━━ Material supplied ━━

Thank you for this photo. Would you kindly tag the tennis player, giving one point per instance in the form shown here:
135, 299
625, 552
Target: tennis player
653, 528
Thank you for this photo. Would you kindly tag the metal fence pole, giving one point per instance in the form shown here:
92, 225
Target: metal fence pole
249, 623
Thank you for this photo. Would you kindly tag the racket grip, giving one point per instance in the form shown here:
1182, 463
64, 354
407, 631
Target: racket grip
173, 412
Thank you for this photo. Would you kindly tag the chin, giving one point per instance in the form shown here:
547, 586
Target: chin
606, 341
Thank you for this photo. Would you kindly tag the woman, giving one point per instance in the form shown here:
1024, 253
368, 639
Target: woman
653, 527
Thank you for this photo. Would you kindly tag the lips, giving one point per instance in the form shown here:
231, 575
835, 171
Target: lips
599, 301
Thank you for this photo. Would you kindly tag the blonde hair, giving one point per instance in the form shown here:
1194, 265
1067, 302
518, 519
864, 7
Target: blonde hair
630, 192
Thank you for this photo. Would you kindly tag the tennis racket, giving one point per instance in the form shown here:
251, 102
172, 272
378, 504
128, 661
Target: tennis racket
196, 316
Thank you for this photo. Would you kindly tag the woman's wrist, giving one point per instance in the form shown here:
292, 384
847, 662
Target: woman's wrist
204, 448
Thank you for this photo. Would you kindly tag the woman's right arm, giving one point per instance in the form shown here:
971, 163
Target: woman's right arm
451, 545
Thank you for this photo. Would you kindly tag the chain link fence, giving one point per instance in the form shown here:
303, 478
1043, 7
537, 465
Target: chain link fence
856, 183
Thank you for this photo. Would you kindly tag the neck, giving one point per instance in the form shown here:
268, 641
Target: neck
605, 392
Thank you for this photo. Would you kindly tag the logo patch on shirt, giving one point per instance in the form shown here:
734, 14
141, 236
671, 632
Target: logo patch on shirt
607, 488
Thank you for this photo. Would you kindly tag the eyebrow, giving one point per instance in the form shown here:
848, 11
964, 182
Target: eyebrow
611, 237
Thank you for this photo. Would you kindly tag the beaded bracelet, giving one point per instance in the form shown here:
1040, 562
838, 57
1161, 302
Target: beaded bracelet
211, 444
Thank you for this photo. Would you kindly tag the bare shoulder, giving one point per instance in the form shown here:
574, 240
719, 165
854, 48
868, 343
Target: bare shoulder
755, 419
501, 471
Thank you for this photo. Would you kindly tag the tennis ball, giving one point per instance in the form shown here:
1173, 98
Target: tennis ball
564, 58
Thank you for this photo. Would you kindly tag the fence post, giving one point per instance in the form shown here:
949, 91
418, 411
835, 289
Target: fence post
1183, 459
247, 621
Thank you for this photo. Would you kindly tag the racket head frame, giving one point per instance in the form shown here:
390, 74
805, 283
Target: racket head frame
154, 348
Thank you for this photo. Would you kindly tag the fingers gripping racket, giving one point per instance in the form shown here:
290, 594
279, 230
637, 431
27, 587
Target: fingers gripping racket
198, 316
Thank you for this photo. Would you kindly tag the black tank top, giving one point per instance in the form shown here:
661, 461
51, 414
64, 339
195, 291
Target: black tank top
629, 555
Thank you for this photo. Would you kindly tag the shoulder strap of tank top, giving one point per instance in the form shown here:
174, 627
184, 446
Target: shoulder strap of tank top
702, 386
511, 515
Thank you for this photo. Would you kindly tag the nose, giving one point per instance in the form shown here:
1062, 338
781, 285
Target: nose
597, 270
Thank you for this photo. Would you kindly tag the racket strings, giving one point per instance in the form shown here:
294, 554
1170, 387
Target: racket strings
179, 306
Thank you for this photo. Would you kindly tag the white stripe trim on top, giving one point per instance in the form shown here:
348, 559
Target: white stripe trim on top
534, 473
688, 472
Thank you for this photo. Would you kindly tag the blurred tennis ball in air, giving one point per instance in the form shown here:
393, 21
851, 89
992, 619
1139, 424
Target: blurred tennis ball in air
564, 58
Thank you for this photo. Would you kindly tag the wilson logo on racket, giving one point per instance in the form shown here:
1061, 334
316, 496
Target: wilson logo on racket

━━━

Exercise: Reproduce the listing shown above in its entirety, exactly.

Task result:
Thank you for this photo. Would you kindly tag the tennis player, giving one point per instance in the form shown here:
135, 299
625, 552
Target: tennis player
653, 528
Thank you for this photo. Would you kindly tag the metal fence pole, giving one point per instance in the form shown here:
92, 225
Target: metal fence pole
249, 623
Thank you for this photo. Would you kindly tag the racket grip, giving one point per instance in the form shown here:
1182, 463
64, 354
407, 631
Target: racket grip
173, 412
Thank you for this photo. Would you kindly tag the chin, giving one point per instance in the form shown here:
547, 586
Target: chin
606, 341
Thank you for this photo. Would you kindly tag the woman, giving one point per instance in the form shown here:
1024, 253
368, 639
Target: woman
653, 527
Thank you for this photo. Would you kindly tag the lips, giving one point per instance in the form shown here:
231, 575
835, 171
Target: lips
599, 301
Thank you for this photo. Would you kindly tag the blonde hair, giving one point per instance in the form shown here:
1194, 265
1067, 302
518, 519
864, 7
Target: blonde hair
630, 192
Thank you for this photo. Would you kindly tag the tennis racket, giving one point per instance in the form shown here:
251, 102
172, 272
378, 504
128, 661
Target: tennis racket
196, 316
Thank you for this photo. Would you kindly tag the woman's wrist, giving one point per instance in the form shown here:
292, 384
847, 662
Target: woman's wrist
204, 448
Thank you for this photo. Would you kindly tag the woman's right arm, giving one point per instance in the form shown here:
971, 163
Target: woman's right arm
451, 545
Thank you for this photo. Would you kindly tag the chain link fence, giving one point per instance in the form shown here:
303, 478
1043, 7
537, 465
Target: chain link fence
856, 183
Thank you for this photo. Would you kindly tag the neck, giving one point per instance in the form shown here:
268, 641
Target: neck
605, 392
Thank you for this photo. Would you kindly tag the logo patch on shirt, giving one point per instance in the form shown here:
734, 14
141, 236
671, 632
Target: logo patch on shirt
607, 488
Thank you for this photo. Would you kindly tag the eyebrow, giving one point per instance in the form shown here:
848, 11
964, 182
Target: eyebrow
611, 237
Thank you for this photo. Would you kindly tag the beaded bracelet, giving one point per instance in the form shown here:
1040, 562
838, 57
1161, 302
Target: beaded bracelet
211, 444
Thank you for this photo. Would you kindly tag the bare shoulder, giving one point per instance in the form shown here:
574, 240
719, 165
854, 48
868, 343
Target: bare shoulder
755, 419
501, 471
Thank you for this photo. Would you kindly tag the tennis ball, giving one point per instance in the form shown here:
1173, 98
Target: tennis ball
564, 58
Thank you for this photo. Would you kindly tag the fence post, giving one point per instance in the form shown here:
949, 91
418, 411
835, 289
Target: fence post
1183, 459
247, 621
Thank you for this photo. Would you kindly tag the racket head frame, giving one point per instance in the form shown here:
390, 74
805, 283
Target: racket head frame
154, 348
Thank you for this photo. Would you kindly tag the fingers gripping racket, giving one point per instance in the form shown here:
290, 594
279, 230
637, 431
27, 587
Target: fingers gripping racket
198, 316
Thank you for this photo. Would you kindly tag the black tank top, giving one point per instance in the form shown here:
661, 461
51, 414
64, 339
195, 291
Target: black tank top
629, 555
Thank you for this photo. Would you kindly tag the shoulder strap of tank top, giving one point per instance in the form shown here:
174, 627
184, 446
Target: shoulder strap of tank top
702, 386
511, 515
Thank you for this photo. Would you kindly tag the nose, giving one point per instance in the form shown here:
1062, 338
781, 285
Target: nose
597, 270
Thank you for this photo. Would you kindly tag the racket strings, giving one point per instance in the form shown here:
294, 554
1170, 387
Target: racket strings
179, 306
Thank you for this photo. Would you kindly tag the white stripe trim on top, giving one point per instance in the form shown here:
348, 559
Target: white stripe trim on top
534, 473
688, 472
Thank you for this photo. Would you kindly tag the blurred tennis ball in air, giving one point per instance in the form shown here:
393, 21
851, 89
992, 619
1139, 424
Target: blurred tennis ball in air
564, 58
Thank you for this photo. Would you kindly tag the wilson logo on racket, giving one point per instance in the form shown here:
1061, 334
316, 496
Target: wilson logo on racket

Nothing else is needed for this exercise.